# TO DO
Filter the records for "wheel" and keep each line that has it.

# DATA TO USE
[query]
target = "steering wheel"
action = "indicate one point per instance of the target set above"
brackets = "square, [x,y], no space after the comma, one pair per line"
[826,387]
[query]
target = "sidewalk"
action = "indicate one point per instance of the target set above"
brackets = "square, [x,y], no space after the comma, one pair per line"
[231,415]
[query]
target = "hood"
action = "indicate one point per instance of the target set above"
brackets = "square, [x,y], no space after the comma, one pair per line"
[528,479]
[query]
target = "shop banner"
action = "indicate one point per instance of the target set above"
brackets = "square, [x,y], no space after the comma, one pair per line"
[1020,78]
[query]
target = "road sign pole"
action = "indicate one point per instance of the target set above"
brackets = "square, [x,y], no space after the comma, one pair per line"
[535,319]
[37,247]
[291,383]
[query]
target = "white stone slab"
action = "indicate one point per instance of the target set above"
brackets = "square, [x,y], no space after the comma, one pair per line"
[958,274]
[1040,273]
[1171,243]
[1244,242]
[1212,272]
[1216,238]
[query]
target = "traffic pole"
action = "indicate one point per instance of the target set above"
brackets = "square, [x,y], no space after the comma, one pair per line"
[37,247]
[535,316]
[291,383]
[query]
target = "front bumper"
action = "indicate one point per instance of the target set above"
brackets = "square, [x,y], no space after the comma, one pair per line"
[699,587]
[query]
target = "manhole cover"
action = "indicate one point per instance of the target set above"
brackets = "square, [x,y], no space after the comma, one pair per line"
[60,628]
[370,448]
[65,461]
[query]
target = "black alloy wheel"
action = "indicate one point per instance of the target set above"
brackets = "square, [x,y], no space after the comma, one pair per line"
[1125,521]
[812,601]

---

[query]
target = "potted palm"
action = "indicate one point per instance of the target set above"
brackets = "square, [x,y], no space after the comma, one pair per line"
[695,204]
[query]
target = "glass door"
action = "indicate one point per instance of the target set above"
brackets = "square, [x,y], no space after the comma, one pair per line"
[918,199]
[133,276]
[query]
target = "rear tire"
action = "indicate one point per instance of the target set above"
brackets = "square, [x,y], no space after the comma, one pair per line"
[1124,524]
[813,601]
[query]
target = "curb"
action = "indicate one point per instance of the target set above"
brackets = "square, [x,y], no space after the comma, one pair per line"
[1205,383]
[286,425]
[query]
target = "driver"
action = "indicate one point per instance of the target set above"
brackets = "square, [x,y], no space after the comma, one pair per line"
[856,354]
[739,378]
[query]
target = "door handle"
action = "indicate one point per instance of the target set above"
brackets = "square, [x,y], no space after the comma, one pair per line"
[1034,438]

# SOLUTION BELOW
target = "steering wheel"
target = "black alloy wheel"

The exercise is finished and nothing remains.